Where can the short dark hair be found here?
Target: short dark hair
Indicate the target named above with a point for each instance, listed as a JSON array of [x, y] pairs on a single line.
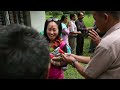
[[23, 53], [59, 28], [72, 15], [63, 17], [115, 14]]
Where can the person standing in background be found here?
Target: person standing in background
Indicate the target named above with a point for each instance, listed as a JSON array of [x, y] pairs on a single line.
[[80, 37], [73, 33], [65, 31]]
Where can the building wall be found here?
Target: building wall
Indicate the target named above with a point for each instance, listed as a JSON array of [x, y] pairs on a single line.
[[37, 20]]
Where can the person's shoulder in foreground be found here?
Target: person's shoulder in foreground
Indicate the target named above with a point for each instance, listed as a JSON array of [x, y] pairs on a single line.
[[23, 53]]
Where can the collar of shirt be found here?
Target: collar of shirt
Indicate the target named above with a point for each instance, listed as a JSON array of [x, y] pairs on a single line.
[[113, 28], [72, 21]]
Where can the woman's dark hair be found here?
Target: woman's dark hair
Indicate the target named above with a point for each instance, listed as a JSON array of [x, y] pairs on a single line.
[[63, 17], [59, 28]]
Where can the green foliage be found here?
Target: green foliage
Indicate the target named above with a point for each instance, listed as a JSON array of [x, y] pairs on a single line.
[[88, 20]]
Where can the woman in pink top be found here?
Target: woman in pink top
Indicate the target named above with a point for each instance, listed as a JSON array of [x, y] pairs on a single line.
[[52, 31]]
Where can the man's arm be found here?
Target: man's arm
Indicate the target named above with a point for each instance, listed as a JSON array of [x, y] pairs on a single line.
[[82, 59], [76, 64]]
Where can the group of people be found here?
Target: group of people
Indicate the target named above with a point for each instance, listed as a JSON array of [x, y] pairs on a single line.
[[24, 52]]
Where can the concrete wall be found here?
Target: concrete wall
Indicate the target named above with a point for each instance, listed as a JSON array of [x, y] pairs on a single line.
[[37, 19]]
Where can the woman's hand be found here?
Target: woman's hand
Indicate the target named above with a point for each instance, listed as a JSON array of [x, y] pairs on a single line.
[[93, 35]]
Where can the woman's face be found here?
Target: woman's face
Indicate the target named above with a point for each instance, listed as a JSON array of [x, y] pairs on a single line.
[[52, 31]]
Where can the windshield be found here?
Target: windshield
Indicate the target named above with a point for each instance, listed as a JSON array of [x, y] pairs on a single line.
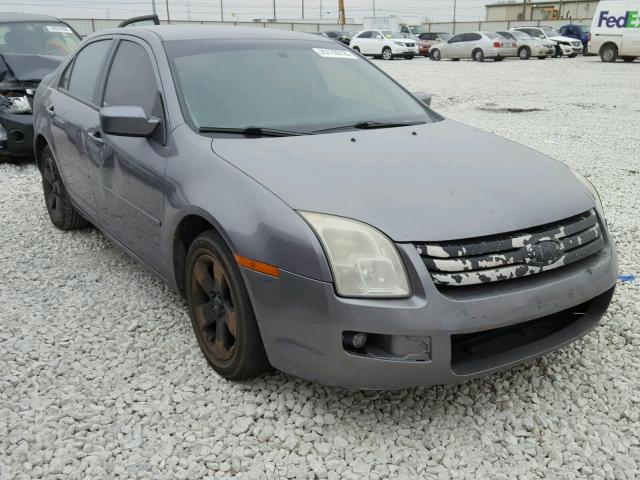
[[550, 32], [392, 34], [521, 35], [37, 38], [297, 86]]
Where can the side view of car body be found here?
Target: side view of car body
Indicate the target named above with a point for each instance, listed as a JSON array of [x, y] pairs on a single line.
[[528, 46], [564, 45], [615, 31], [475, 45], [265, 186], [384, 44], [579, 32], [31, 46]]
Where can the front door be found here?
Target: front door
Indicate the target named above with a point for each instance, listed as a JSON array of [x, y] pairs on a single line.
[[72, 110], [128, 172]]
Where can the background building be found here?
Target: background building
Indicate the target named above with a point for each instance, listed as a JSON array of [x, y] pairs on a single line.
[[540, 10]]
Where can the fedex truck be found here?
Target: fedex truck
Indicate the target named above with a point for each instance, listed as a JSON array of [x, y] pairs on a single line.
[[615, 30]]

▶ _Exercise objective_:
Extract verbatim the lines above, starting with the line that contains "Where can the background" and continuing through the last line of the rows, both inclusive.

▶ _Task output_:
Where can the background building be found here?
Target: background building
Indicate the target named above with a point for each instance, listed as a JSON array of [x, y] pairs on a single line.
[[540, 10]]
Where can the fedex truck be found here?
Target: fedex truck
Indicate the target named above with a point for each instance, listed as a JSON array of [x, y] pairs on a single line.
[[615, 30]]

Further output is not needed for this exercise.